WHAT YOU NEED TO DO :: Make an exact copy of the data below, leaving out every picture.

Pointing dataset records:
— Begin —

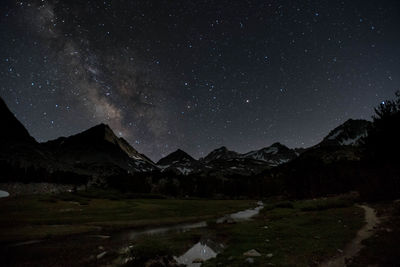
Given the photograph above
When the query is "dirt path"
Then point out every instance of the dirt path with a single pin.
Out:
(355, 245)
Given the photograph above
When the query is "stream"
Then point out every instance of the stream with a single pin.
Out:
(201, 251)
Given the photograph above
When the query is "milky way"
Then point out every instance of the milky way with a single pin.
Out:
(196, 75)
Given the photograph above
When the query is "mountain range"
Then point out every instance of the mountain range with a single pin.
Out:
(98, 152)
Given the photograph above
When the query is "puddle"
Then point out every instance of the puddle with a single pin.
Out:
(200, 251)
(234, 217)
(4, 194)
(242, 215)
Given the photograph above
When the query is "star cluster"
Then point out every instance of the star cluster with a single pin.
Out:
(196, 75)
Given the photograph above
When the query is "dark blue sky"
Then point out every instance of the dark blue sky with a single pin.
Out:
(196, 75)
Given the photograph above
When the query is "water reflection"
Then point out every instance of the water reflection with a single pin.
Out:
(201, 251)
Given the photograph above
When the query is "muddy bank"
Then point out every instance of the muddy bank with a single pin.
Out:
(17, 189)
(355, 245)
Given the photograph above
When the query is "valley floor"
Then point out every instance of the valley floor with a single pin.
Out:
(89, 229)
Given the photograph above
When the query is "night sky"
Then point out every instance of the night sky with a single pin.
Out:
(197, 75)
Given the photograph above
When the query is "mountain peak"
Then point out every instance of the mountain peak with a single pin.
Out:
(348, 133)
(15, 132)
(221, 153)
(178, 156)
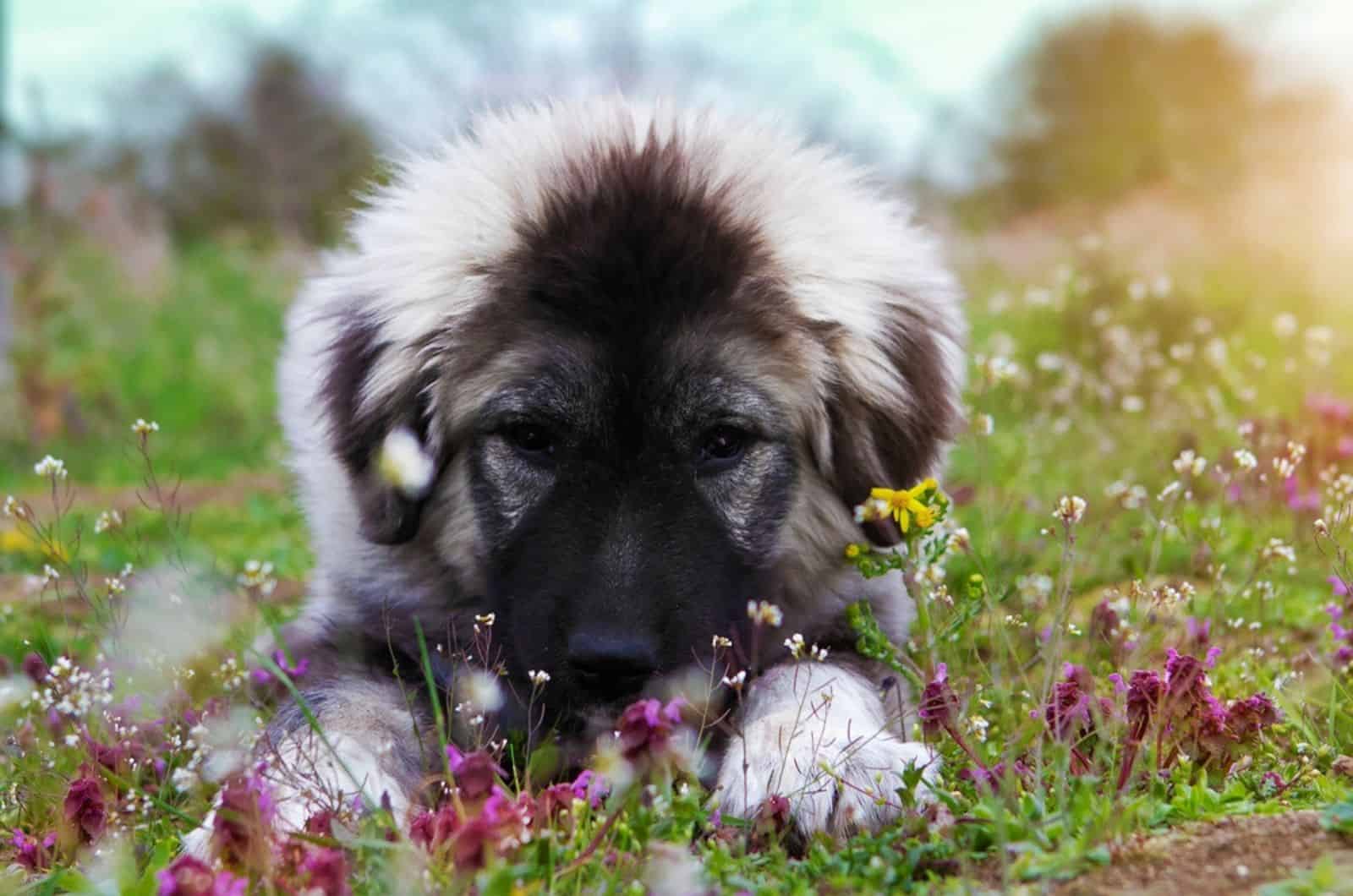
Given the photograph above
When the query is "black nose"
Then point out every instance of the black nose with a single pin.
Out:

— End —

RESULT BELOW ::
Given the photograph above
When the query is "dirt path"
Then point out every instance of the dirt path with a single pin.
Out:
(355, 245)
Given the photograph above
When the query is "stream"
Then point out every instance of the stream with a single pin.
Out:
(201, 251)
Given the photograph above
When the query is "milky way"
Then point out every instance of the milky way with a single pin.
Out:
(196, 75)
Given the photograph above
When the query is "mountain range"
Then point out every instance of the mountain range with a single pin.
Out:
(98, 152)
Given the photograph above
When the query is "puddle"
Then point out every instance of the puddle with a single pin.
Out:
(200, 251)
(234, 217)
(4, 194)
(242, 215)
Given the photograph above
When the query is "star cluster"
Then point out every instance of the star cluster with a single pin.
Out:
(196, 75)
Given the photograph above
When the query is "dark blue sky"
Then point out every instance of the dark blue sky with a single pin.
Out:
(196, 75)
Given the photograph above
When the query is "water reflection"
Then point out every instance of the water reflection with a single pin.
Out:
(201, 251)
Given the photograph above
When the query is "muddy bank"
Then point out every instance of the muddy bank with a single pin.
Out:
(17, 189)
(355, 245)
Given the photograph above
When the query is "valley floor"
Then point out every instance of the valley floor with a single pin.
Out:
(89, 229)
Given the photograph above
When the query is "night sky"
Then point out every instance of the night sky with a single pin.
Out:
(197, 75)
Given the photograph above
When the query is "mountain peak"
Then point out every instance of the mountain peak with a single pin.
Out:
(348, 133)
(15, 132)
(221, 153)
(178, 156)
Given the photograph above
When the query is "black nose"
Then point out every instance of the black nose with a single pin.
Out:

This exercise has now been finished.